◆ **About this exercise**:
The task calls for each record to be given again unchanged, minus any pictures.

[Stored data entries]
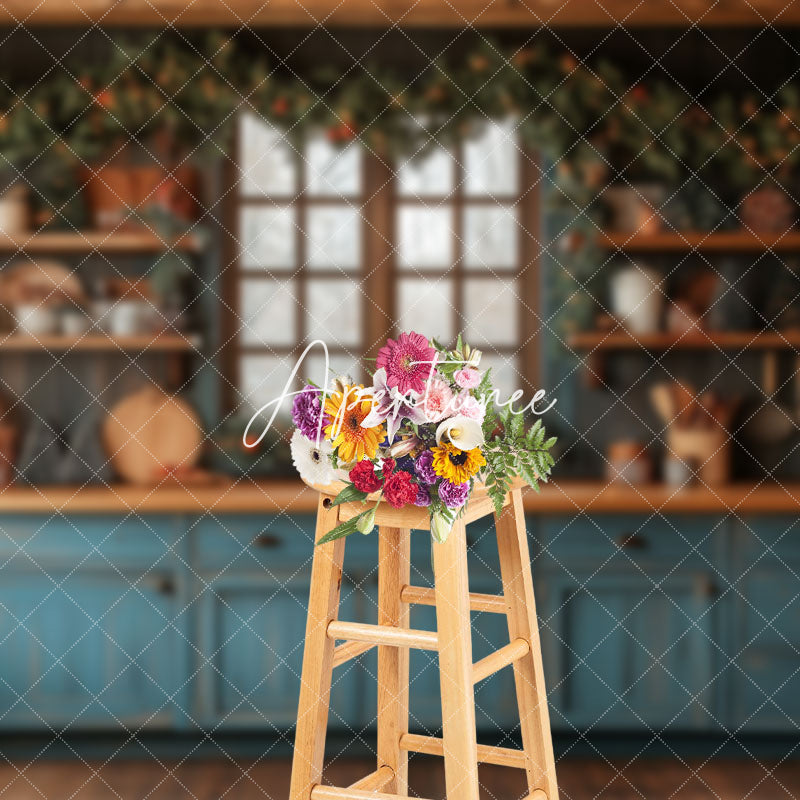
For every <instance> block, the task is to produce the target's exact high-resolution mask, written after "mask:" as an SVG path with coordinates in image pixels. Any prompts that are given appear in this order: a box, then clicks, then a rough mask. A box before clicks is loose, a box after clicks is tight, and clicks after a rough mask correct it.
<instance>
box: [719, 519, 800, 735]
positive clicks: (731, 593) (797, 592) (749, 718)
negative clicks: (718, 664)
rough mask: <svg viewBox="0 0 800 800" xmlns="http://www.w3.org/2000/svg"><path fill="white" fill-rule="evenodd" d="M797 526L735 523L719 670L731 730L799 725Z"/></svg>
mask: <svg viewBox="0 0 800 800" xmlns="http://www.w3.org/2000/svg"><path fill="white" fill-rule="evenodd" d="M799 526H800V520H798V518H797V517H796V516H795V517H773V518H770V519H768V520H753V519H744V520H740V521H739V522H737V525H736V547H735V549H734V552H735V558H734V565H733V568H732V570H731V575H730V584H731V591H730V605H731V606H732V607H733V609H734V610H735V612H734V613H733V614H732V619H733V626H734V634H733V637H732V642H731V649H730V656H731V663H730V665H729V666H728V668H727V674H728V678H729V681H730V686H731V691H730V695H731V704H730V707H731V709H732V718H731V720H730V724H731V727H732V728H733V729H734V730H742V731H744V732H753V733H757V732H786V733H794V734H796V733H797V731H798V730H800V540H799V539H798V532H799V531H798V527H799Z"/></svg>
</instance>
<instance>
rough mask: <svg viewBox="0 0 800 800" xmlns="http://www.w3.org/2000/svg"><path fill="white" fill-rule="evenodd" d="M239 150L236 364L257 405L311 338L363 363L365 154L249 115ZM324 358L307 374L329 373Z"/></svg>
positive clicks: (335, 350) (312, 362) (341, 353)
mask: <svg viewBox="0 0 800 800" xmlns="http://www.w3.org/2000/svg"><path fill="white" fill-rule="evenodd" d="M238 154H239V155H238V167H239V170H240V173H239V174H240V177H241V179H240V181H239V183H238V187H237V198H236V220H235V225H236V228H237V230H236V237H237V242H238V248H239V257H238V263H237V267H236V270H235V289H234V292H233V293H232V294H233V298H234V304H235V309H236V313H237V316H238V319H236V320H235V326H234V328H235V330H234V334H235V341H236V344H235V372H236V376H237V386H238V389H239V392H240V394H241V396H242V398H243V399H244V400H245V402H246V403H247V404H248V405H250V406H252V407H254V408H257V407H259V406H260V405H262V404H263V403H265V402H267V401H268V400H271V399H273V398H274V397H275V396H276V394H277V391H278V390H280V388H282V387H283V385H284V384H285V382H286V380H287V378H288V376H289V373H290V372H291V369H292V367H293V365H294V363H295V361H296V360H297V358H298V356H299V355H300V353H301V352H302V351H303V349H304V348H305V346H306V345H307V344H308V343H309V342H311V341H313V340H314V339H323V340H324V341H325V342H326V343H327V345H328V349H329V351H330V357H331V366H332V368H333V369H335V370H337V371H338V372H342V373H344V372H348V373H350V374H353V373H354V369H357V364H358V362H359V359H360V356H361V345H362V327H363V315H364V305H365V302H364V292H363V290H362V286H361V280H362V275H363V266H364V257H363V227H364V220H363V217H362V209H361V204H362V202H363V196H362V195H363V185H364V178H363V162H364V158H363V154H362V152H361V149H360V148H359V147H358V145H357V144H353V145H350V146H348V147H345V148H343V149H341V148H338V147H335V146H334V145H333V144H331V143H330V142H328V141H327V139H326V138H325V137H324V136H322V135H320V136H318V137H314V138H312V139H311V140H310V141H308V142H306V143H305V145H304V146H303V147H302V148H298V147H297V146H296V145H293V144H292V143H291V142H289V141H288V140H287V139H286V138H285V137H284V136H282V135H281V134H280V133H279V132H278V131H277V130H275V129H274V128H273V127H271V126H269V125H267V124H265V123H264V122H262V121H261V120H260V119H259V118H258V117H256V116H255V115H254V114H249V113H248V114H245V115H243V117H242V119H241V120H240V124H239V135H238ZM322 364H323V357H322V356H321V355H320V354H319V351H314V353H313V354H312V355H310V356H309V359H308V361H307V362H306V366H305V368H304V369H303V370H302V374H303V375H309V376H312V377H313V376H316V375H320V376H322ZM354 377H358V376H357V375H354ZM320 379H321V378H320Z"/></svg>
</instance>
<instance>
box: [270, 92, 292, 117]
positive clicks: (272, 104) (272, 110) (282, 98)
mask: <svg viewBox="0 0 800 800" xmlns="http://www.w3.org/2000/svg"><path fill="white" fill-rule="evenodd" d="M288 110H289V101H288V100H287V99H286V98H285V97H276V98H275V99H274V100H273V101H272V113H273V114H277V115H278V116H279V117H282V116H283V115H284V114H285V113H286V112H287V111H288Z"/></svg>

◆ **Response box**:
For every <instance> block, the task is to produce the target's exact high-resolution mask, written after "mask:" as an SVG path with coordinates in image pixels. Any prompts that are given appear in this order: a box, then clicks, then a rough mask. A box before clicks is loose, a box after clicks is tight, and clicks after a rough mask correct it.
<instance>
box: [719, 519, 800, 735]
positive clicks: (731, 593) (797, 592) (749, 718)
negative clicks: (718, 664)
rough mask: <svg viewBox="0 0 800 800" xmlns="http://www.w3.org/2000/svg"><path fill="white" fill-rule="evenodd" d="M797 526L735 523L719 670L731 730L799 725Z"/></svg>
mask: <svg viewBox="0 0 800 800" xmlns="http://www.w3.org/2000/svg"><path fill="white" fill-rule="evenodd" d="M799 526H800V520H798V518H797V517H796V516H795V517H773V518H770V519H768V520H753V519H744V520H740V521H739V522H737V525H736V547H735V549H734V552H735V558H734V565H733V568H732V570H731V575H730V584H731V591H730V605H731V606H732V607H733V609H734V610H735V612H734V613H733V614H732V619H733V626H734V634H733V637H732V642H731V649H730V656H731V663H730V665H729V666H728V668H727V674H728V678H729V681H730V686H731V691H730V695H731V704H730V707H731V709H732V718H731V720H730V724H731V727H732V728H733V729H734V730H742V731H744V732H753V733H757V732H786V733H794V734H796V733H797V731H798V730H800V540H799V539H798V532H799V531H798V527H799Z"/></svg>
</instance>
<instance>
rough mask: <svg viewBox="0 0 800 800" xmlns="http://www.w3.org/2000/svg"><path fill="white" fill-rule="evenodd" d="M239 150L236 364L257 405L311 338L363 363L365 154L249 115ZM324 358L307 374L329 373Z"/></svg>
positive clicks: (335, 350) (312, 362) (341, 353)
mask: <svg viewBox="0 0 800 800" xmlns="http://www.w3.org/2000/svg"><path fill="white" fill-rule="evenodd" d="M238 154H239V155H238V167H239V170H240V173H239V174H240V177H241V179H240V181H239V183H238V187H237V198H236V220H235V225H236V228H237V230H236V237H237V242H238V248H239V257H238V263H237V267H236V270H235V289H234V292H233V293H232V294H233V298H234V304H235V309H236V313H237V316H238V319H236V320H235V326H234V328H235V330H234V334H235V341H236V344H235V372H236V376H237V386H238V389H239V392H240V394H241V396H242V398H243V399H244V400H245V402H246V403H247V404H248V405H250V406H252V407H254V408H257V407H259V406H260V405H262V404H263V403H265V402H267V401H268V400H271V399H273V398H274V397H275V396H276V394H277V391H278V390H280V388H282V387H283V385H284V384H285V382H286V380H287V378H288V376H289V373H290V372H291V369H292V367H293V365H294V363H295V361H296V360H297V358H298V356H299V355H300V353H301V352H302V351H303V349H304V348H305V346H306V345H307V344H308V343H309V342H311V341H313V340H314V339H323V340H324V341H325V342H326V343H327V345H328V349H329V351H330V357H331V366H332V368H333V369H335V370H337V371H338V372H342V373H344V372H348V373H350V374H353V373H354V369H357V364H358V362H359V359H360V356H361V345H362V327H363V315H364V305H365V302H364V292H363V290H362V286H361V280H362V275H363V266H364V257H363V227H364V220H363V217H362V209H361V204H362V202H363V196H362V195H363V185H364V178H363V162H364V158H363V154H362V152H361V149H360V148H359V147H358V145H357V144H353V145H350V146H348V147H345V148H343V149H341V148H338V147H335V146H334V145H333V144H331V143H330V142H328V141H327V139H326V138H325V137H324V136H322V135H320V136H318V137H314V138H312V139H311V140H310V141H308V142H306V143H305V145H304V146H303V147H302V148H298V147H297V146H296V145H293V144H292V143H291V142H289V141H288V140H287V139H286V138H285V137H284V136H282V135H281V134H280V133H279V132H278V131H277V130H275V129H274V128H273V127H271V126H269V125H267V124H265V123H264V122H262V121H261V120H260V119H259V118H258V117H256V116H255V115H254V114H249V113H248V114H245V115H243V117H242V119H241V120H240V124H239V135H238ZM322 364H323V357H322V356H321V355H320V354H319V351H314V353H313V354H312V355H310V356H309V359H308V361H307V362H306V366H305V368H304V369H303V370H302V374H303V375H309V376H312V377H313V376H316V375H320V376H322ZM354 377H358V376H357V375H354ZM320 379H321V378H320Z"/></svg>
</instance>
<instance>
box: [270, 92, 292, 117]
positive clicks: (272, 104) (272, 110) (282, 98)
mask: <svg viewBox="0 0 800 800" xmlns="http://www.w3.org/2000/svg"><path fill="white" fill-rule="evenodd" d="M288 110H289V101H288V100H287V99H286V98H285V97H276V98H275V99H274V100H273V101H272V113H273V114H277V115H278V116H279V117H282V116H283V115H284V114H285V113H286V112H287V111H288Z"/></svg>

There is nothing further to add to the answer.